| WORK ITEM |
When you reach the line that has "Class, indicate each instance of the beige floor" in the material below, reproduce it and each line after it exactly, through the last one.

------------------------------------------------

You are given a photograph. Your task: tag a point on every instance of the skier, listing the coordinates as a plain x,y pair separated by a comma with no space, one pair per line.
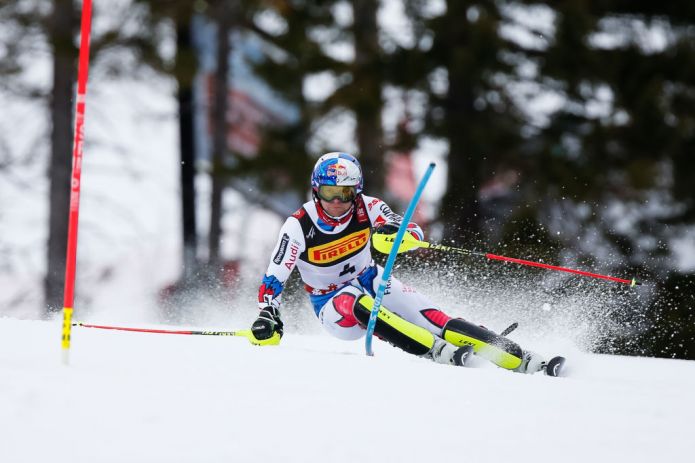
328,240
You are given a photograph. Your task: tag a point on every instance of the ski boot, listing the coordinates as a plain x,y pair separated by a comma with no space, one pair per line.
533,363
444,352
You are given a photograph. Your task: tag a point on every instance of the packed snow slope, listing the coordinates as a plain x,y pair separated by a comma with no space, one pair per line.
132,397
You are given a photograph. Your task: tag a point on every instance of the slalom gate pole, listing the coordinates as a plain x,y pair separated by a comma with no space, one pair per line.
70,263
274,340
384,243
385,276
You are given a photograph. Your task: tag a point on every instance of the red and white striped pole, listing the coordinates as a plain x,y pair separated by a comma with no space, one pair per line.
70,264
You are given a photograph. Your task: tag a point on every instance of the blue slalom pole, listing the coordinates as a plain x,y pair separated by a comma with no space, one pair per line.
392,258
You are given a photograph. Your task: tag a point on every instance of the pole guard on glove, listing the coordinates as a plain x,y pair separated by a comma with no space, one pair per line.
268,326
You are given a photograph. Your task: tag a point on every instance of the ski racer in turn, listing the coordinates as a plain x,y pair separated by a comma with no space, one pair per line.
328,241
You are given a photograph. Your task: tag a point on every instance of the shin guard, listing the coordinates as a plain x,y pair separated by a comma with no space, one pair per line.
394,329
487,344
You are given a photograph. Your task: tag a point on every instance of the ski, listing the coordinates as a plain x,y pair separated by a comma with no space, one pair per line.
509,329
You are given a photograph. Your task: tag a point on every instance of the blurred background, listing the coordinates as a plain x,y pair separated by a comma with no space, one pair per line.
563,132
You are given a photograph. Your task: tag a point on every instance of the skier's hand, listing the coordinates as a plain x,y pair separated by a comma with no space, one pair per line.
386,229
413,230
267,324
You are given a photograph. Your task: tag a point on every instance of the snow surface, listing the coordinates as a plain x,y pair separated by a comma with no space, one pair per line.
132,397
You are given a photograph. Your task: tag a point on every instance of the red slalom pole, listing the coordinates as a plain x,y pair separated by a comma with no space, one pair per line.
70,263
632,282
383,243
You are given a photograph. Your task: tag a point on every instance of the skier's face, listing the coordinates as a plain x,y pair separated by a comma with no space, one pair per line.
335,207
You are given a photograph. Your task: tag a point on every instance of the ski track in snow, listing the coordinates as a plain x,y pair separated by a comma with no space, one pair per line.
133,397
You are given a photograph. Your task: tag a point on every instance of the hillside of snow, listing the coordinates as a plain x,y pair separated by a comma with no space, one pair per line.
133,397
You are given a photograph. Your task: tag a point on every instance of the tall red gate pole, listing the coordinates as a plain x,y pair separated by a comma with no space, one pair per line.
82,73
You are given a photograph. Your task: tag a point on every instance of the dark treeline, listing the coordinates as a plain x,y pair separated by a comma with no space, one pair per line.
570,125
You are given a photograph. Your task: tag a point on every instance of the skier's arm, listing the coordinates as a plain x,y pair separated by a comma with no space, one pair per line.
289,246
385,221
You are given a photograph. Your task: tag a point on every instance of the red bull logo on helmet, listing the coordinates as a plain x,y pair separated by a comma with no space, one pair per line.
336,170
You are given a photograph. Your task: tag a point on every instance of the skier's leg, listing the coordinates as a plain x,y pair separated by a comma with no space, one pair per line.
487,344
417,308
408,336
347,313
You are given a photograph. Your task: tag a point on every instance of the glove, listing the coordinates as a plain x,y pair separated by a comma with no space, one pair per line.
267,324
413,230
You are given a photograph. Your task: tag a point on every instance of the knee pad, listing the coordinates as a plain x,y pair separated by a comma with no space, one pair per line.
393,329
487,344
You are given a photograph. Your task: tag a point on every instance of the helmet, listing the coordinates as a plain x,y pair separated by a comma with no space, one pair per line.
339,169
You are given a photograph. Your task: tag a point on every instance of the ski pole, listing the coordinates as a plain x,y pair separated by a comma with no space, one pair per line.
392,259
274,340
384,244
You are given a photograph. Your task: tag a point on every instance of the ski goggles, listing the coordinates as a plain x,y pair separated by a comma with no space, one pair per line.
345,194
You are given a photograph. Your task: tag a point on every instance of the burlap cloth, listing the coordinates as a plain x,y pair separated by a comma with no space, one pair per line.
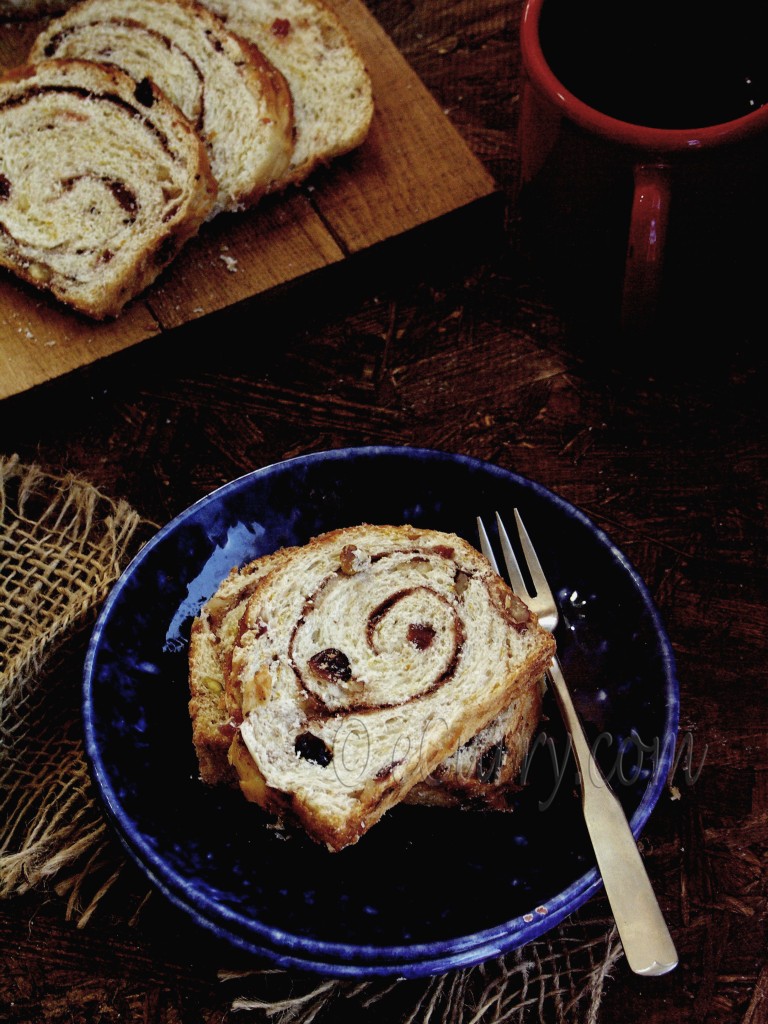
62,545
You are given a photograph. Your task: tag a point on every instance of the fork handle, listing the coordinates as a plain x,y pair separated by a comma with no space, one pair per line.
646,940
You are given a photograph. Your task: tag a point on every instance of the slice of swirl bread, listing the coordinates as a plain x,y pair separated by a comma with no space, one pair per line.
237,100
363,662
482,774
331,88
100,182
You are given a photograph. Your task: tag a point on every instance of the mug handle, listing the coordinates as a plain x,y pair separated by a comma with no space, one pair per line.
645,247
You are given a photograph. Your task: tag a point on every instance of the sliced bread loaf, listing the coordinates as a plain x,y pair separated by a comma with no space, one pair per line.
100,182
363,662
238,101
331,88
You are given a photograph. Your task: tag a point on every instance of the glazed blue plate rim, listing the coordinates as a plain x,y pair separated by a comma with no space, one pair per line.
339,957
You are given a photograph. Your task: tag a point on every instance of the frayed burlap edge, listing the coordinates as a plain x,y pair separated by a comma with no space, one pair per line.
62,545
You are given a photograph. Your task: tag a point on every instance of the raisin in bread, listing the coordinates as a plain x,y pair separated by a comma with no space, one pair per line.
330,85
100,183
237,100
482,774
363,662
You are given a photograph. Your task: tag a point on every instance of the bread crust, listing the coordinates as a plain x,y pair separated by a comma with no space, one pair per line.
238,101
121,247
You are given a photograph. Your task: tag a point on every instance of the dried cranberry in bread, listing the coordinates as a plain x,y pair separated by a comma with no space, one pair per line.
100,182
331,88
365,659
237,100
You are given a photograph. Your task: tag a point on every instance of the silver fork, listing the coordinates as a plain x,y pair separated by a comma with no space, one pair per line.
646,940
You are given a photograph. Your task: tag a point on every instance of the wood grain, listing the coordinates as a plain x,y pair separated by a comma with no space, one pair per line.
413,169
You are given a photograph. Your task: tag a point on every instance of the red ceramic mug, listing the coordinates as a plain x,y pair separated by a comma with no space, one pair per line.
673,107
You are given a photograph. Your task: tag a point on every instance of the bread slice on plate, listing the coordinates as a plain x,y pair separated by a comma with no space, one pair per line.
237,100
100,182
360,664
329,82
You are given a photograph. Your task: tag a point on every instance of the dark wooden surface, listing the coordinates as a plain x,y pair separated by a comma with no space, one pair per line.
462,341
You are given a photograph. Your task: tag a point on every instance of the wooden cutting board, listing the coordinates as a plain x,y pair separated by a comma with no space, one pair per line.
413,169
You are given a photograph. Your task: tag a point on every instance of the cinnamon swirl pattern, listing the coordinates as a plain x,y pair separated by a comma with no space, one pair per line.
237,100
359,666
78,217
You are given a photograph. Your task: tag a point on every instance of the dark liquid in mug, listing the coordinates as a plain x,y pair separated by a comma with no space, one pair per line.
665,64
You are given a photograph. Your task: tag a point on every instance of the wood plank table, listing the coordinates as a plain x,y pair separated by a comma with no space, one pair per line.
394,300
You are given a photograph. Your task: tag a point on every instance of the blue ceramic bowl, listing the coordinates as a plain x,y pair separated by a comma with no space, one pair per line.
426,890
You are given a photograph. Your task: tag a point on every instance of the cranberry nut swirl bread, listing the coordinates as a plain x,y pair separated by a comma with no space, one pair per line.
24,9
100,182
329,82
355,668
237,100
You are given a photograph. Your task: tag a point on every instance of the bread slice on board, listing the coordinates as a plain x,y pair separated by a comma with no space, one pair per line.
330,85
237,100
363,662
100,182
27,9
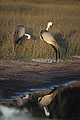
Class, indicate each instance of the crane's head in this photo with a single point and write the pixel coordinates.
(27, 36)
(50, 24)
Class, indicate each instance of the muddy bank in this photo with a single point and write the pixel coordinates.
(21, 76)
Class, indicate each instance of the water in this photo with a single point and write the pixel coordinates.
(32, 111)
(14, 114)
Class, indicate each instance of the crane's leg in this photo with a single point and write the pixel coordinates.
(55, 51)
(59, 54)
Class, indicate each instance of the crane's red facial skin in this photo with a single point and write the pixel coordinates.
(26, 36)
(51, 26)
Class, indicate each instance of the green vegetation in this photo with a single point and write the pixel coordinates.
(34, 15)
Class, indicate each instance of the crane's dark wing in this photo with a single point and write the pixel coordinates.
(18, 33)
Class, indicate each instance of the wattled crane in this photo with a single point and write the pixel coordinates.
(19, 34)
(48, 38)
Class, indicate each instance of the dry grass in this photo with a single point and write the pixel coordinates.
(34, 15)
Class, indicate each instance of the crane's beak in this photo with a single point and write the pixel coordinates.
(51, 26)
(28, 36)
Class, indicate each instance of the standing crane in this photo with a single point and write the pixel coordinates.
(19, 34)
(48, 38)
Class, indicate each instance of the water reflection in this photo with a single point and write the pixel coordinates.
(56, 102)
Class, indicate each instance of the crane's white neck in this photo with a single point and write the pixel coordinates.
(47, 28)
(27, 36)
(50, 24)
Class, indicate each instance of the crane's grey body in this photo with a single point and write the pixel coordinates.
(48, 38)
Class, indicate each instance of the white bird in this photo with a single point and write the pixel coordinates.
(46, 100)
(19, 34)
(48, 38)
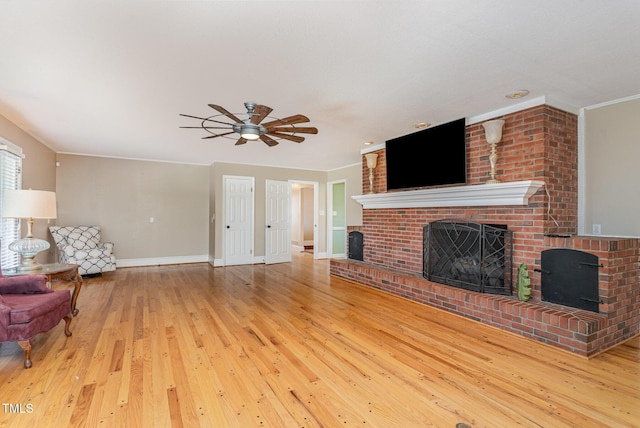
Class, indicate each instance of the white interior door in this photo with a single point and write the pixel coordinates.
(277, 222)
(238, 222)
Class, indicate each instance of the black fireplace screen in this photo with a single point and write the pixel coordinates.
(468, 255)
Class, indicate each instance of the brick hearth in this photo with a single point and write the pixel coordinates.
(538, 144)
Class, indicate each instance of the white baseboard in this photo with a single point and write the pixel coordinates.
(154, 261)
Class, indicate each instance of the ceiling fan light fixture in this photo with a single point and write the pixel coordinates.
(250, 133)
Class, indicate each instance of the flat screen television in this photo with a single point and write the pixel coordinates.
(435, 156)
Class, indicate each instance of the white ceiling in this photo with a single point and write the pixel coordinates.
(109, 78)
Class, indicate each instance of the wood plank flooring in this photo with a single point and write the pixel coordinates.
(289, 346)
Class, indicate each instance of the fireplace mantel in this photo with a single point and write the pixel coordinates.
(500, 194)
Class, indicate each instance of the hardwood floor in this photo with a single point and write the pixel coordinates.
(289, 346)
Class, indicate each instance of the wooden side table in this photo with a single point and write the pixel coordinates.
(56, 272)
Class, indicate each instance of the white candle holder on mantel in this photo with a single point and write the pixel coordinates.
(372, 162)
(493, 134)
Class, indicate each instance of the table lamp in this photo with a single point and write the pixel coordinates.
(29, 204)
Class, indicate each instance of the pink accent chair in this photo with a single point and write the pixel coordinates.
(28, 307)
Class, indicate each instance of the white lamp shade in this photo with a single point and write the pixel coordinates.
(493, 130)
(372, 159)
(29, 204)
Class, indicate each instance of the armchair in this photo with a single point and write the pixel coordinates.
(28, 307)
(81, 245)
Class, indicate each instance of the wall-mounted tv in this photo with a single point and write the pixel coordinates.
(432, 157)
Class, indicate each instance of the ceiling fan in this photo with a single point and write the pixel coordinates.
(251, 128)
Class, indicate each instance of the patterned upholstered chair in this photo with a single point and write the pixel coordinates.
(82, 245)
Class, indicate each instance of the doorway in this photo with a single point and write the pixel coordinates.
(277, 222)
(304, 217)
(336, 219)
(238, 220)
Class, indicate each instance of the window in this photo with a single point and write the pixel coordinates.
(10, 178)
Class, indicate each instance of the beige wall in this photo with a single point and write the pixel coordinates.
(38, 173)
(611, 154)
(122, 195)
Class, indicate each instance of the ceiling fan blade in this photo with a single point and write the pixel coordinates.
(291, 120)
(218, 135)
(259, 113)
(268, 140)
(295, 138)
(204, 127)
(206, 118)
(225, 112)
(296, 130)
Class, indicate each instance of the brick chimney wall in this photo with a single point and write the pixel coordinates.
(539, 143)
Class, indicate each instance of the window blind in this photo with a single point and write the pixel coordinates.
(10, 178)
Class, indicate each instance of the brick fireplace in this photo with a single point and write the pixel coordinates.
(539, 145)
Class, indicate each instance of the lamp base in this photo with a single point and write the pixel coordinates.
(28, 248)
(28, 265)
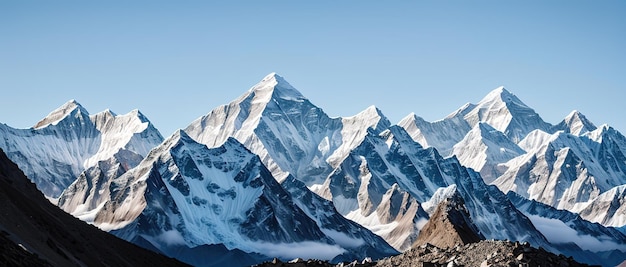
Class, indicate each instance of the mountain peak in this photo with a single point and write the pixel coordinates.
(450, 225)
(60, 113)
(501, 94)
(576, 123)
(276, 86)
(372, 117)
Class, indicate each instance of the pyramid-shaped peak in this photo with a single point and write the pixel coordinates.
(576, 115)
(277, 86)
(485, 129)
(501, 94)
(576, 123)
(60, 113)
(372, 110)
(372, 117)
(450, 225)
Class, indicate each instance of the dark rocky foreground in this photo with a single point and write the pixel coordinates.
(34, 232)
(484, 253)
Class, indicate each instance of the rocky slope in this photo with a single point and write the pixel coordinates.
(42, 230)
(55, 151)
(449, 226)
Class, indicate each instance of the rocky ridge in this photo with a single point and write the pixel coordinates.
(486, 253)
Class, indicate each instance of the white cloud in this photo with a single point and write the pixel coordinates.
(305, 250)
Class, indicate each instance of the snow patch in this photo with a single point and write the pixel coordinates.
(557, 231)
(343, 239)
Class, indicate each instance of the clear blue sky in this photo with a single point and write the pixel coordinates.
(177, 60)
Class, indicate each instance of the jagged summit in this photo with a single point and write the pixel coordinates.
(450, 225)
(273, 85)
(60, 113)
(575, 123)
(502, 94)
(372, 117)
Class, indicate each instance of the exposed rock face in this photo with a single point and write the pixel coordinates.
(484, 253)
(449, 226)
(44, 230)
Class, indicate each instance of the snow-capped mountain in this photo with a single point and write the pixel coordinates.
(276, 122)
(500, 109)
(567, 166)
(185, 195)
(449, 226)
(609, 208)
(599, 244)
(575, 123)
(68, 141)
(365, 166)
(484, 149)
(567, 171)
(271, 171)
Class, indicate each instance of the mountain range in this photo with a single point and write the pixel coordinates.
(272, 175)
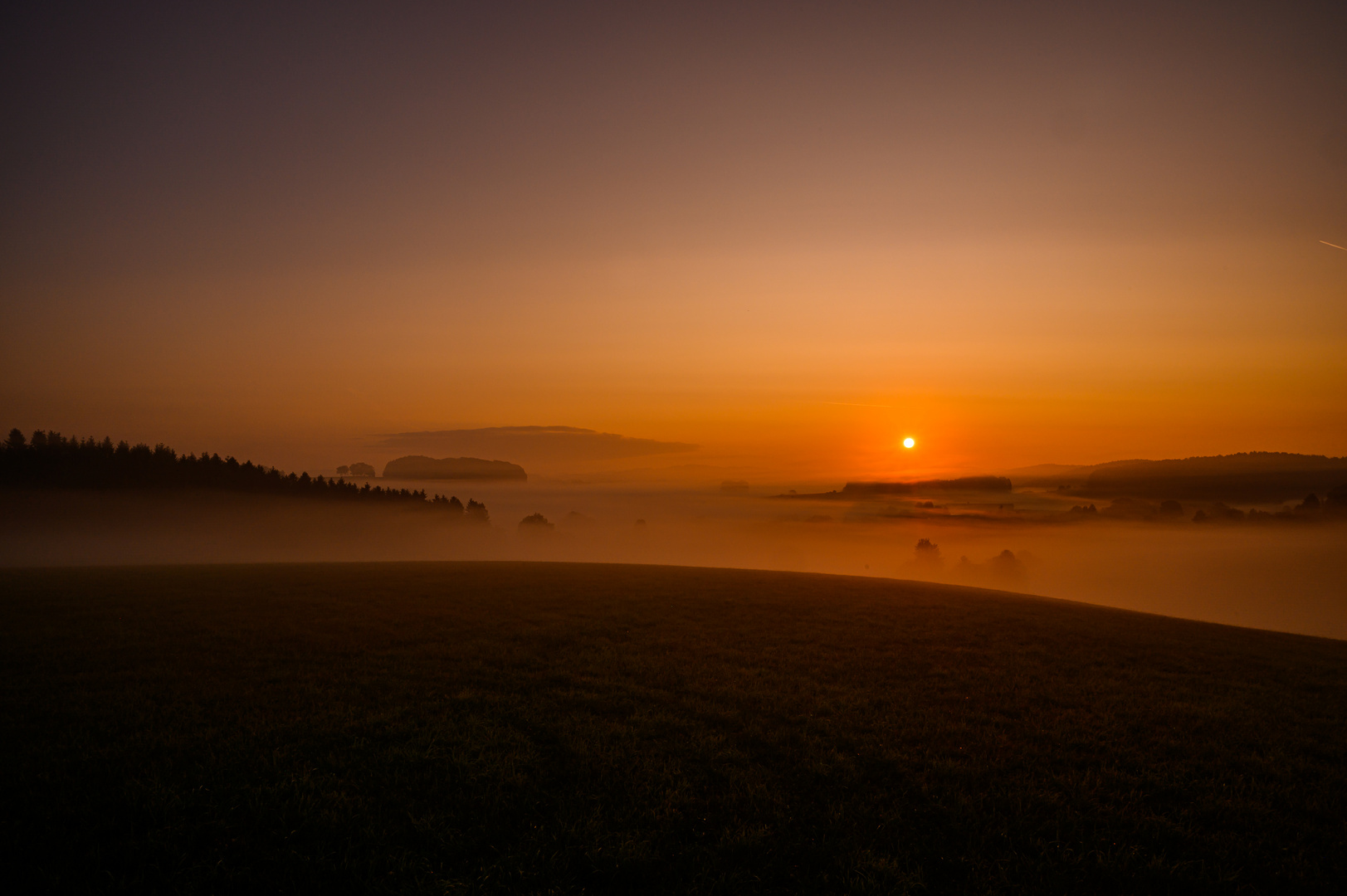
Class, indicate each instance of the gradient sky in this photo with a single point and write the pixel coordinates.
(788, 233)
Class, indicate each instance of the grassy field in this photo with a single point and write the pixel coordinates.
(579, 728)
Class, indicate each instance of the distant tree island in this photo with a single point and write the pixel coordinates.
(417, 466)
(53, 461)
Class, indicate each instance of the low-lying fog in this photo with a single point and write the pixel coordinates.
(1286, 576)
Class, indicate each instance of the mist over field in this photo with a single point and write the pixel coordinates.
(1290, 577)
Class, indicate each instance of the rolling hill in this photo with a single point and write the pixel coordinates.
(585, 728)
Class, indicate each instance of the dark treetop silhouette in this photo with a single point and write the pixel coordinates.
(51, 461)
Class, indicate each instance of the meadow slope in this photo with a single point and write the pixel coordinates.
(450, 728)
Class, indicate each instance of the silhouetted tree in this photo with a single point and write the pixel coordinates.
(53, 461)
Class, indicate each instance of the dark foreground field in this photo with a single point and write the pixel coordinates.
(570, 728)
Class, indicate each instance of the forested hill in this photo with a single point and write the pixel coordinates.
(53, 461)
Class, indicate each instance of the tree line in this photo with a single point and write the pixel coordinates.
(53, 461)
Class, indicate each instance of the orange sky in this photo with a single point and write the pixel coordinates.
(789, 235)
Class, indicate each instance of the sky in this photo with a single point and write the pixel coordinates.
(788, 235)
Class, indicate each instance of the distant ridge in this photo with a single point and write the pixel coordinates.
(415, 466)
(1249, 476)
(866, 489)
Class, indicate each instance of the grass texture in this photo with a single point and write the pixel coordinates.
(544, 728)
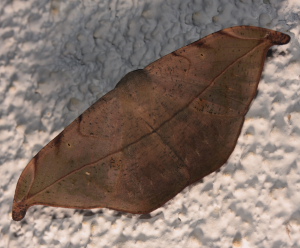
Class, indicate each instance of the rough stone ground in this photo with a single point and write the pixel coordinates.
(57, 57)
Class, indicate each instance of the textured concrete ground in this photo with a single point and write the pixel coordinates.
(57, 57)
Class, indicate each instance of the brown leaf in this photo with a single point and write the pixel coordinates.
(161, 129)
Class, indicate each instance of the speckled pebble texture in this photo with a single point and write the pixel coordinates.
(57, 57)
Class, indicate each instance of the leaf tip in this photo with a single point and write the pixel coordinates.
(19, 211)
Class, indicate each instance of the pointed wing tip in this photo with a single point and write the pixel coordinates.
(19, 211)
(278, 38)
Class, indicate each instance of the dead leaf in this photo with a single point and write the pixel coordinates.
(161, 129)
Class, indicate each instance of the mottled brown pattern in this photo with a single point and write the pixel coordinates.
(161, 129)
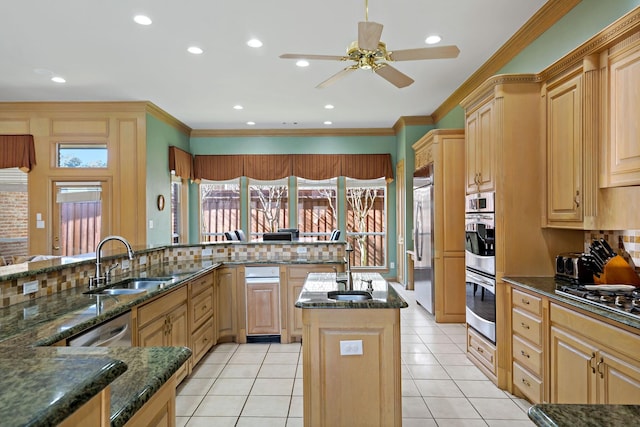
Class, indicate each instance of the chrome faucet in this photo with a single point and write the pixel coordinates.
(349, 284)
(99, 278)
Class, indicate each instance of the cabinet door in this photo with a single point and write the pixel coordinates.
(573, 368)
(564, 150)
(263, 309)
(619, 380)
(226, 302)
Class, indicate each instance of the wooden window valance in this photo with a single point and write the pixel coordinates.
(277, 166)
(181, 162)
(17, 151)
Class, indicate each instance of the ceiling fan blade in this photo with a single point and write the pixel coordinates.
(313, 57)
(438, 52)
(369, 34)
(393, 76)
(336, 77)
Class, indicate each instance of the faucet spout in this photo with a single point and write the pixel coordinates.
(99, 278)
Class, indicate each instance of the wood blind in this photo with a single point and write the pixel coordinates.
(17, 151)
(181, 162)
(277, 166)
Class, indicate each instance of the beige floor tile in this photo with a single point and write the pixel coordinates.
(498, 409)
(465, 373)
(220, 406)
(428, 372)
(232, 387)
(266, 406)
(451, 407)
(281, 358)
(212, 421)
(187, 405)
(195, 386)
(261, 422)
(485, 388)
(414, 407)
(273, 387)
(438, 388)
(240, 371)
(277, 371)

------------------------------------------------

| SOLVED PROBLEM |
Class, indicate each instance of the beige floor tile in this photo with a single point and write the pixel coordinates.
(498, 409)
(465, 373)
(220, 406)
(428, 372)
(232, 387)
(266, 406)
(451, 407)
(281, 358)
(212, 421)
(187, 405)
(195, 386)
(261, 422)
(485, 388)
(414, 407)
(273, 387)
(438, 388)
(240, 371)
(277, 371)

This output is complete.